• [WHAT YOU WILL DO] Transcribe word for word the lines spanning the line with "Target: sea water" through the end of the records.

**** RECORDS FOR THIS TASK ****

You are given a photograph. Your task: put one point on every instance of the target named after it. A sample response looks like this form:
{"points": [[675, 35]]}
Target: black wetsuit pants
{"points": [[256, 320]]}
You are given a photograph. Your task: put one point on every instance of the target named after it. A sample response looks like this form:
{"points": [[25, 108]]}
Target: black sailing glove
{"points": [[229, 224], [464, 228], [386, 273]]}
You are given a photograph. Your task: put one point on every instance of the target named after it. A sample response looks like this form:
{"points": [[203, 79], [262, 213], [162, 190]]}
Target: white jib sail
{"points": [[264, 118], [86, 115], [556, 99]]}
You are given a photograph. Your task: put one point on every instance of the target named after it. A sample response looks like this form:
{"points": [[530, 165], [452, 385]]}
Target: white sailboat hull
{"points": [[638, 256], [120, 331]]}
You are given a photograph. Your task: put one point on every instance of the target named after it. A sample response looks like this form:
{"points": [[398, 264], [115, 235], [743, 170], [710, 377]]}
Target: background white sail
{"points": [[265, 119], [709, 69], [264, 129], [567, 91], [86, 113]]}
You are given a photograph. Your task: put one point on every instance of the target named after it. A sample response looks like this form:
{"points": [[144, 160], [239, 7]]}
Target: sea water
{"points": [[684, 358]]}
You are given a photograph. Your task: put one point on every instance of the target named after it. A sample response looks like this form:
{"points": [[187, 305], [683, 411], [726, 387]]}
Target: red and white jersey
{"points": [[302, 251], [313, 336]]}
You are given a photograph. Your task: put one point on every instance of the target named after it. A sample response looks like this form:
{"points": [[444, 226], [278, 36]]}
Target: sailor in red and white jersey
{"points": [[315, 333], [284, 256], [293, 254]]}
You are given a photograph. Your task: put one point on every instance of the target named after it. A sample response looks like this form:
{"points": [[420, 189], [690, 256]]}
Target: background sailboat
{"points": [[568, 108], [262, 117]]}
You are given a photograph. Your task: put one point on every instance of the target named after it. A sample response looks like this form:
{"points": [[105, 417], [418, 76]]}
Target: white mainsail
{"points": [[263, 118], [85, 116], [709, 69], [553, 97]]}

****

• [COMPLETED TASK]
Target: sea water
{"points": [[684, 358]]}
You are given a photograph. Your task: put one point on every instance of the target named after it. A sample response looks like this form:
{"points": [[187, 305], [683, 411], [726, 387]]}
Target: red and white jersey
{"points": [[302, 251], [313, 336]]}
You are given a photograph. Your task: put one point on every instance of the target named after it. A sample response looks like this form:
{"points": [[444, 226], [278, 36]]}
Target: sailor in red and white jersey
{"points": [[315, 333], [284, 256], [293, 254]]}
You are given a photograph. Your task: put one point on every instance of the target named after it. A sample response looks like this form:
{"points": [[420, 189], [690, 256]]}
Target: background sailboat
{"points": [[568, 108], [262, 117]]}
You are given a photograph. Your task: put one point on every instance of the target named after it. A sample response looks like this form:
{"points": [[105, 417], [418, 76]]}
Target: white mainsail
{"points": [[263, 118], [85, 116], [709, 69], [553, 97]]}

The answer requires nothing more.